Instructions for the task = The data follows this line. Copy verbatim the line with "the dark round" and each line after it to the end.
▬▬▬▬▬▬
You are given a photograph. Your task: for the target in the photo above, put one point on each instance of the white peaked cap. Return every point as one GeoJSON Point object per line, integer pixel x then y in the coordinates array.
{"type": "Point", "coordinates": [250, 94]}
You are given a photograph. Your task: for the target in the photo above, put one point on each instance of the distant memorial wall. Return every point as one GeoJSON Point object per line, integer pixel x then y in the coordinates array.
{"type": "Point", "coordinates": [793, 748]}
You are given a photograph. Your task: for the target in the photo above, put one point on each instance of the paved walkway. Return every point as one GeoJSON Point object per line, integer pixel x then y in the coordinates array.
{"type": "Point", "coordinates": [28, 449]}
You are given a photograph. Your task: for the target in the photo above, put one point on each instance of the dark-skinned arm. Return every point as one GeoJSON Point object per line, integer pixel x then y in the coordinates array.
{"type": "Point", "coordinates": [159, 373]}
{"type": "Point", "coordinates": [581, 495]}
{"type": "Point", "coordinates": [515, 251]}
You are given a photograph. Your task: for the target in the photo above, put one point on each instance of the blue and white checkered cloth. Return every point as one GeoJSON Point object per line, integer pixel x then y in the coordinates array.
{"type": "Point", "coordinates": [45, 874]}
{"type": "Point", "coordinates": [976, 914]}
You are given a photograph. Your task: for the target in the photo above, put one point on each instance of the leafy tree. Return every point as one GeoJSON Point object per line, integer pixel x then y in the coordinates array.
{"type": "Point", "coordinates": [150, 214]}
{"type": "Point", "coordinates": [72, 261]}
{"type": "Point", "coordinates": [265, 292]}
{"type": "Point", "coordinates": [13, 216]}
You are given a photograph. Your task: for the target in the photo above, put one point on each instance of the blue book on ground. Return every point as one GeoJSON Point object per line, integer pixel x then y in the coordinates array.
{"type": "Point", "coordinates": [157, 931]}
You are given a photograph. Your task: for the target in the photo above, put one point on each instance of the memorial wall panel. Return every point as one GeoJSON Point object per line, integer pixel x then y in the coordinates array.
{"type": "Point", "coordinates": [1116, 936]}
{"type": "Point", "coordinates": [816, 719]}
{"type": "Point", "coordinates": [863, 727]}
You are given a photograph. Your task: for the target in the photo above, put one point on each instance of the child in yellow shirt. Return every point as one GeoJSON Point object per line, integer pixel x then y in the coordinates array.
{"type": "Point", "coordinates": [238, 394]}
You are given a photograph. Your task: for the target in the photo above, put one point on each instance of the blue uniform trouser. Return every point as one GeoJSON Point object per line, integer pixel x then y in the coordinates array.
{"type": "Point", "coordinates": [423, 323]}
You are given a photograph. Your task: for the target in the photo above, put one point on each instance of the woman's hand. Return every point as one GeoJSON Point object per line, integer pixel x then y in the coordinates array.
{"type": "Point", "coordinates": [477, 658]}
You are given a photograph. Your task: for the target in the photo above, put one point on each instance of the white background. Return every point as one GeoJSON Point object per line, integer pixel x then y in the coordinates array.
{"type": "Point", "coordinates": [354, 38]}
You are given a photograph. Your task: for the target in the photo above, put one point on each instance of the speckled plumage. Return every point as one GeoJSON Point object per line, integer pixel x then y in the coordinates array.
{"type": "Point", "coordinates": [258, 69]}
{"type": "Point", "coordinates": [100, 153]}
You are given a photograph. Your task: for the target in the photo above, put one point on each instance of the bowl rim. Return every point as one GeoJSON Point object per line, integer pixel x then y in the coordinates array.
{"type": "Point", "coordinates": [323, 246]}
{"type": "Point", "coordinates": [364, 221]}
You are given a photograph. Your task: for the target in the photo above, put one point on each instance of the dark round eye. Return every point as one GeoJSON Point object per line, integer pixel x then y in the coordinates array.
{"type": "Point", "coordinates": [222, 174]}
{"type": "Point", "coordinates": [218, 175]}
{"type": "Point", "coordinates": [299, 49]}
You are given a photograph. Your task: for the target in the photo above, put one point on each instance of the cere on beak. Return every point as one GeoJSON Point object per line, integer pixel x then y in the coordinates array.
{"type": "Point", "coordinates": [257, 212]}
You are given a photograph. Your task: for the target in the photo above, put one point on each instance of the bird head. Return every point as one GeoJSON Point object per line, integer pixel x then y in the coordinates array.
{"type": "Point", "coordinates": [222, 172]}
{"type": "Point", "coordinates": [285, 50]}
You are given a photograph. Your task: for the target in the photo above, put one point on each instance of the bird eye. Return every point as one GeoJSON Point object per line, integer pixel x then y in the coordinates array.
▬▬▬▬▬▬
Correct response =
You are given a photograph. Your task: for the target in the photo above, put one point on each instance of the dark round eye. Return every point as one GeoJSON Point object per line, integer pixel x then y in the coordinates array.
{"type": "Point", "coordinates": [222, 174]}
{"type": "Point", "coordinates": [218, 175]}
{"type": "Point", "coordinates": [299, 49]}
You are given a photograph. Your task: for the target in the photo above, put one point on each instance of the cere on beak. Return every point as one GeoJSON Point object per line, integer pixel x then y in the coordinates array.
{"type": "Point", "coordinates": [257, 212]}
You are given a photograph. Your task: for the target in the photo above, put one point on each instance of the bird head. Return every point as one GeoJSON Point object per line, integer pixel x then y in the coordinates array.
{"type": "Point", "coordinates": [222, 172]}
{"type": "Point", "coordinates": [285, 50]}
You are given a photograph. Your task: for the target in the photo above, put one point on each instance of the bird eye. Return every point as one GeoJSON Point object per line, integer pixel x then y in the coordinates array.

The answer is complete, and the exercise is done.